[Exercise goal]: Give back the full material exactly. Omit no line.

[Records for processing]:
☆ ☆ ☆ ☆ ☆

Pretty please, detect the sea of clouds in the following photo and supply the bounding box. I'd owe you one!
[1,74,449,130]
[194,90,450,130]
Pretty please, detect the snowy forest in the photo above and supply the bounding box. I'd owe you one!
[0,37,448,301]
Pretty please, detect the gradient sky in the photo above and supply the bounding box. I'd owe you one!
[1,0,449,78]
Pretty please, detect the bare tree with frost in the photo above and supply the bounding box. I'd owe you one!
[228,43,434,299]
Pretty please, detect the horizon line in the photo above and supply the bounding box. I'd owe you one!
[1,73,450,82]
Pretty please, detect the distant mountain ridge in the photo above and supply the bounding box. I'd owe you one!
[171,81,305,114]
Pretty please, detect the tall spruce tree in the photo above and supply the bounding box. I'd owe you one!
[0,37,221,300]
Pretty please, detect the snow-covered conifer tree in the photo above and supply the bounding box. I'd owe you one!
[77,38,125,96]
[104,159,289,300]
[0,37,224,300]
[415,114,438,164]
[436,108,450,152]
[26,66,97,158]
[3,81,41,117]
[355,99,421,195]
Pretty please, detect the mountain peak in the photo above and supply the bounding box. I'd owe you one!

☆ ☆ ☆ ☆ ☆

[Solution to the problem]:
Pretty please, detect the sea of clouds in the following photo and supply the bounding box. I'd owe you one!
[1,74,449,130]
[194,90,450,130]
Pretty please, detect the snowy forest in the photo above and supply the bounding box. I'd owe you one!
[0,37,448,301]
Pretty please, detect the gradient sky in the photo above and supply the bounding box. I'd owe you one!
[1,0,449,78]
Pretty please, detect the bare tree with frost in the photo above and supply the bounding box. I'd owe you one!
[228,43,434,299]
Pretty please, detect the horizon line in the photo above and supply the bounding box. I'd owe you one!
[1,73,450,82]
Pretty please, detect the distant mountain ridge in the photo above and supply the bounding box. I'd owe you one!
[171,81,305,114]
Pretty please, detect the tall spruce tree in the photo above and supply the bounding box. I'd owe you one!
[0,37,221,300]
Pretty please, detect the snow-covered conifer tree in the photo above and supply the bounding box. I'd owe you one!
[77,38,125,96]
[104,159,289,300]
[0,37,224,300]
[415,114,438,164]
[436,108,450,152]
[26,66,97,158]
[3,81,41,117]
[355,99,421,195]
Pretty please, detect the mountain peak in the photo above and supply the bounding box. I'd owe you one!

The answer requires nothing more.